• **EXERCISE OBJECTIVE**
Can you reproduce the listing below verbatim, keeping every line unchanged from first to last?

• **DATASET ENTRIES**
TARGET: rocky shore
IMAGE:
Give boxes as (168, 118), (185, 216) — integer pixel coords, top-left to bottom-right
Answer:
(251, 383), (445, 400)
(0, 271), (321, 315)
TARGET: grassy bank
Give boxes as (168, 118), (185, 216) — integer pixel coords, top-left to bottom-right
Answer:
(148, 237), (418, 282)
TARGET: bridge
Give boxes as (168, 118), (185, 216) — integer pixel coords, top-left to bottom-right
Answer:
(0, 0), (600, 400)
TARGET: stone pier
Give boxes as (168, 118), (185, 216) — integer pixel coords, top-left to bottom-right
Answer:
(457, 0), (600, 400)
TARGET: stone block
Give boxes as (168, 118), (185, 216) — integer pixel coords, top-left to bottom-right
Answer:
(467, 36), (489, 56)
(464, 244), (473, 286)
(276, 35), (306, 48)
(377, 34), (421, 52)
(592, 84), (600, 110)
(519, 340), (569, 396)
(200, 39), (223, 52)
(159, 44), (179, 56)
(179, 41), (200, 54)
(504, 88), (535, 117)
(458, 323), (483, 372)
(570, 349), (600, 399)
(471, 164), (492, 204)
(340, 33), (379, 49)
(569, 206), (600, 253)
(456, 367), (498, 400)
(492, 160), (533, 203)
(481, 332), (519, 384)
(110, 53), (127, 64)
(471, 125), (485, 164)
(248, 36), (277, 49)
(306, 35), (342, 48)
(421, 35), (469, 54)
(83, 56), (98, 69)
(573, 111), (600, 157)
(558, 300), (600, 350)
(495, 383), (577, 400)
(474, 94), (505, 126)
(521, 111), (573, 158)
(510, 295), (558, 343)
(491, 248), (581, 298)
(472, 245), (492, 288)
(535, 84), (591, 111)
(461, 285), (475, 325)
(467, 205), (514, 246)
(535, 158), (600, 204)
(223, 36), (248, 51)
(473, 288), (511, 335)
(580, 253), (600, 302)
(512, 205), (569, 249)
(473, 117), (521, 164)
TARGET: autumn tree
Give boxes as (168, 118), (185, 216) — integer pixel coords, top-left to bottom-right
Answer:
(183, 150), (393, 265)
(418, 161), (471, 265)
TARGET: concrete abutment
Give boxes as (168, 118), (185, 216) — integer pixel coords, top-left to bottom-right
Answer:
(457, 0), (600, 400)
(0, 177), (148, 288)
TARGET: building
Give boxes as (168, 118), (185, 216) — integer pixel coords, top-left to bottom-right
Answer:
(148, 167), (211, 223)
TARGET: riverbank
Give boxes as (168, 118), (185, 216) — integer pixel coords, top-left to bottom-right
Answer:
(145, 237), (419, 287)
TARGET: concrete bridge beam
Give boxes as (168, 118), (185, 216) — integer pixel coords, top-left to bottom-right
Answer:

• **ANSWER FOR THIS EXERCISE**
TARGET: rocky shore
IMAGE:
Give boxes as (168, 118), (185, 216) — integer pixel coords, top-left to bottom-right
Answer:
(251, 383), (445, 400)
(0, 271), (321, 315)
TARGET: grassy bank
Give boxes as (168, 118), (185, 216) — integer pixel coords, top-left to bottom-right
Answer:
(148, 237), (418, 282)
TARGET: bridge
Give boxes as (168, 118), (185, 216) — integer pixel coords, top-left to bottom-right
Answer:
(0, 0), (600, 400)
TARGET: stone pier
Give boxes as (168, 118), (185, 216) — integer pixel coords, top-left to bottom-right
Answer:
(457, 0), (600, 400)
TARGET: stone block
Give boxes as (168, 118), (185, 216) — integer pixel coords, top-left to bottom-right
Answer:
(467, 36), (489, 56)
(464, 244), (473, 286)
(276, 35), (306, 48)
(377, 34), (421, 52)
(592, 84), (600, 110)
(519, 340), (569, 396)
(200, 39), (223, 52)
(159, 44), (179, 56)
(179, 41), (200, 54)
(504, 88), (535, 117)
(458, 323), (483, 372)
(570, 349), (600, 399)
(471, 164), (492, 204)
(340, 33), (379, 49)
(569, 206), (600, 253)
(456, 367), (498, 400)
(492, 160), (533, 203)
(481, 332), (519, 384)
(110, 53), (127, 64)
(471, 125), (485, 164)
(248, 36), (277, 49)
(306, 35), (342, 48)
(421, 35), (469, 54)
(83, 56), (98, 69)
(573, 111), (600, 157)
(558, 300), (600, 350)
(495, 383), (577, 400)
(474, 94), (505, 126)
(521, 111), (573, 158)
(510, 295), (558, 343)
(491, 248), (581, 298)
(472, 245), (492, 288)
(535, 84), (591, 111)
(461, 285), (475, 325)
(467, 205), (514, 246)
(535, 158), (600, 204)
(223, 36), (248, 51)
(473, 288), (511, 335)
(580, 253), (600, 302)
(512, 205), (569, 249)
(473, 117), (521, 164)
TARGET: autumn tree
Give boxes as (168, 118), (185, 216) — integer pixel coords, top-left to bottom-right
Answer:
(183, 150), (393, 265)
(418, 161), (471, 265)
TARGET: concrete abutment
Give boxes as (168, 118), (185, 216) — integer pixel coords, top-left to bottom-right
Answer:
(457, 0), (600, 400)
(0, 177), (148, 288)
TARGET: building
Give boxes as (168, 118), (185, 216) — integer pixel coords, top-left to bottom-right
Answer:
(148, 167), (211, 223)
TARGET: riverbank
Give boxes as (168, 118), (185, 216) — integer pixel coords, top-left to bottom-right
Answer:
(145, 237), (419, 287)
TARGET: concrete bridge beam
Give boxes as (168, 118), (185, 216) — integer pixel coords, top-left to bottom-right
Answer:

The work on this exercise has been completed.